* **WHAT TO DO**
Report how many lines in the entries below contain the string "bowl". Give only that number.

__________________________________________________

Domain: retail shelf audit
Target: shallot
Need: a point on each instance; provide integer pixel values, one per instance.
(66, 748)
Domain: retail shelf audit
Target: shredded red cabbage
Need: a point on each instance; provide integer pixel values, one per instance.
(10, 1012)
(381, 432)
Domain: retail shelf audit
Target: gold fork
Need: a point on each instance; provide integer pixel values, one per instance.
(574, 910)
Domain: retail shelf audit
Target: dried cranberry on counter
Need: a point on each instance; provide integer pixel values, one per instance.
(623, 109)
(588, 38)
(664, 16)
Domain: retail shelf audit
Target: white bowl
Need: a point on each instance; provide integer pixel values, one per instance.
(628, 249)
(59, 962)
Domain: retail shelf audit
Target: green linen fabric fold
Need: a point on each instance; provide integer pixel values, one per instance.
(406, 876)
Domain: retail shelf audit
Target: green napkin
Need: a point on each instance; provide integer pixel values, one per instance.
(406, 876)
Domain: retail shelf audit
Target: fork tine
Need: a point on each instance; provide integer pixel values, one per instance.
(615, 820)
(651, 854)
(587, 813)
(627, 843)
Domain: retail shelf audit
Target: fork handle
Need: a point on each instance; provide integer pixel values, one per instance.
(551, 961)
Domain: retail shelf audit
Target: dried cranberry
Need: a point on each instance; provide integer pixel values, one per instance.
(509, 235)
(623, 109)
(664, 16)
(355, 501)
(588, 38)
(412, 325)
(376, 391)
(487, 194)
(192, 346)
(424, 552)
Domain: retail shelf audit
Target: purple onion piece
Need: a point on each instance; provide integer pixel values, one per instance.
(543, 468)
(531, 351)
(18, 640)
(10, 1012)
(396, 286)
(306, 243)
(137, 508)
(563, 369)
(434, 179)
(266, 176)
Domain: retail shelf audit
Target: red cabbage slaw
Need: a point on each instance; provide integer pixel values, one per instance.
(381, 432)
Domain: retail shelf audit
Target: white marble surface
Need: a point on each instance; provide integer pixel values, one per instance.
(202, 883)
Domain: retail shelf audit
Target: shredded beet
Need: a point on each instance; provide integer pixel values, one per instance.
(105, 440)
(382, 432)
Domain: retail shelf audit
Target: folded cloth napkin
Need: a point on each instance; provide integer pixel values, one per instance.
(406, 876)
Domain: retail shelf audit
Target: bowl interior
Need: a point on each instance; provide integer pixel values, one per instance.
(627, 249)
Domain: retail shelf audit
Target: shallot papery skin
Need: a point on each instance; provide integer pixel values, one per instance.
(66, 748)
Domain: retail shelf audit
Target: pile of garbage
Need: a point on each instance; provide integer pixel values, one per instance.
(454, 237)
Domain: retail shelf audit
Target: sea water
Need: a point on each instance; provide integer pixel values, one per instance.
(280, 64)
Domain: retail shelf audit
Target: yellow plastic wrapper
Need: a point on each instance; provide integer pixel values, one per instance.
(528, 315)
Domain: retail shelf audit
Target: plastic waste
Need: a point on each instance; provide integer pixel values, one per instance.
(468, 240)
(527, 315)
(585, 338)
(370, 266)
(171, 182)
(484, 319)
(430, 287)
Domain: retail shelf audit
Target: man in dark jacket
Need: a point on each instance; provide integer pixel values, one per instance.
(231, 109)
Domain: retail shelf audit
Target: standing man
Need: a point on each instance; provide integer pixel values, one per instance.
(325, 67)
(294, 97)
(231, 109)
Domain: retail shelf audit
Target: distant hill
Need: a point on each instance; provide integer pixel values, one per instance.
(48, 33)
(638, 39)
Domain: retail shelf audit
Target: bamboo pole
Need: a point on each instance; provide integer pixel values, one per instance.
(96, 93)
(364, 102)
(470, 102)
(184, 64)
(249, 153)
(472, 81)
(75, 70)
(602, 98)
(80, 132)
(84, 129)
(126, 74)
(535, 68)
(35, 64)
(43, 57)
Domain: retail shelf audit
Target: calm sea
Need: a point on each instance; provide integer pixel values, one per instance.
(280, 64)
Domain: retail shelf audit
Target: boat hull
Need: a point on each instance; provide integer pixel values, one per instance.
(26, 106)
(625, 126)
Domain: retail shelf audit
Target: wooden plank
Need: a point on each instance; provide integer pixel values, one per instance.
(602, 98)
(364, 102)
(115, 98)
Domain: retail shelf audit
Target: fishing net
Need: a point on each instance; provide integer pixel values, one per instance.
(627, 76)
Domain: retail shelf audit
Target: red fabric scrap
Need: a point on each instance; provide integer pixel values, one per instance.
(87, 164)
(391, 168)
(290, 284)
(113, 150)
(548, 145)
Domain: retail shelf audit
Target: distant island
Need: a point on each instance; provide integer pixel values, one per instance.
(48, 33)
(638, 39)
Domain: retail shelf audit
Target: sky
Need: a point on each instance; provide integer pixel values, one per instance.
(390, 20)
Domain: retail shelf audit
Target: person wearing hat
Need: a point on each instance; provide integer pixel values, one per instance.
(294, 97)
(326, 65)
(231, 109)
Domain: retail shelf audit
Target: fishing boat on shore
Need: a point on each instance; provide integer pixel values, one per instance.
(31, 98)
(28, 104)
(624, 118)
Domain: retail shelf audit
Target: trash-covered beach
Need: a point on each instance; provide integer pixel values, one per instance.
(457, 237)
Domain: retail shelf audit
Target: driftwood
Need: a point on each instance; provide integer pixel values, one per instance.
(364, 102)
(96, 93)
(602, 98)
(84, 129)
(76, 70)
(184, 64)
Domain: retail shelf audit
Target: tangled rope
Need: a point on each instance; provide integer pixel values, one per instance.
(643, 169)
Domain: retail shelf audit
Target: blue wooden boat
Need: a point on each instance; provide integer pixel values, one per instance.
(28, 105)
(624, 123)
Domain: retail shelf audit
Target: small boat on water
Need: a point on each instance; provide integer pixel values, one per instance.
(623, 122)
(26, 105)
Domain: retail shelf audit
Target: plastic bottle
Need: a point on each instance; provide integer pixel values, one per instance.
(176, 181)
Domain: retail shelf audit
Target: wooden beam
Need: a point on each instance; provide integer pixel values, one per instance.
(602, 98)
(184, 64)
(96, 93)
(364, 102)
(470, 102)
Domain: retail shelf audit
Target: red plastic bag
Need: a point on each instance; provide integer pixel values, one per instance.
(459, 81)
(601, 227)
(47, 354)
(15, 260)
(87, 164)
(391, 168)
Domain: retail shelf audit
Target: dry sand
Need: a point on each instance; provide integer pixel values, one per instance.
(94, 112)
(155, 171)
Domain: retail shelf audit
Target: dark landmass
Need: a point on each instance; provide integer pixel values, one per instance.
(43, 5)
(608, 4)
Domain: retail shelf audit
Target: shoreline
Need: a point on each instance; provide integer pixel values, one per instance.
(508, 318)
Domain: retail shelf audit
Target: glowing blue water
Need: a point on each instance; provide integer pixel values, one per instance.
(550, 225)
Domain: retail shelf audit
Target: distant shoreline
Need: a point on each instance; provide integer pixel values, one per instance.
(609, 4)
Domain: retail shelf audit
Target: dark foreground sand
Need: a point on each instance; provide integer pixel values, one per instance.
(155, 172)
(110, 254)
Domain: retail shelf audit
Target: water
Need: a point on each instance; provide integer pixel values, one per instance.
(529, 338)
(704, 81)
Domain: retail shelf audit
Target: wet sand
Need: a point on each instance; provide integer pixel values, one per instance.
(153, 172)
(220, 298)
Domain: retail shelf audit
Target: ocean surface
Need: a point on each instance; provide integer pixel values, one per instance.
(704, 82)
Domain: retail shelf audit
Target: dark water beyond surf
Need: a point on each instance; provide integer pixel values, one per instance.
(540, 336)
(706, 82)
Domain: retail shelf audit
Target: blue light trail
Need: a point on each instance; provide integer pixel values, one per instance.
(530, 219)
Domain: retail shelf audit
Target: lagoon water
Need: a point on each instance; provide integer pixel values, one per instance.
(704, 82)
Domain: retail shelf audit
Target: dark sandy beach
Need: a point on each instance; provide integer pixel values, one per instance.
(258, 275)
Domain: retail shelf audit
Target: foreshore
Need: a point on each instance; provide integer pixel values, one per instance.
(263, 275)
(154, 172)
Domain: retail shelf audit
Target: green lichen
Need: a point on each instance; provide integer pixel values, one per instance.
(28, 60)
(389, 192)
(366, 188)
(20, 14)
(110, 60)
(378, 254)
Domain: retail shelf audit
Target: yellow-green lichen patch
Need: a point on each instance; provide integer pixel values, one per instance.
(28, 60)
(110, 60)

__________________________________________________

* **OUTPUT BELOW**
2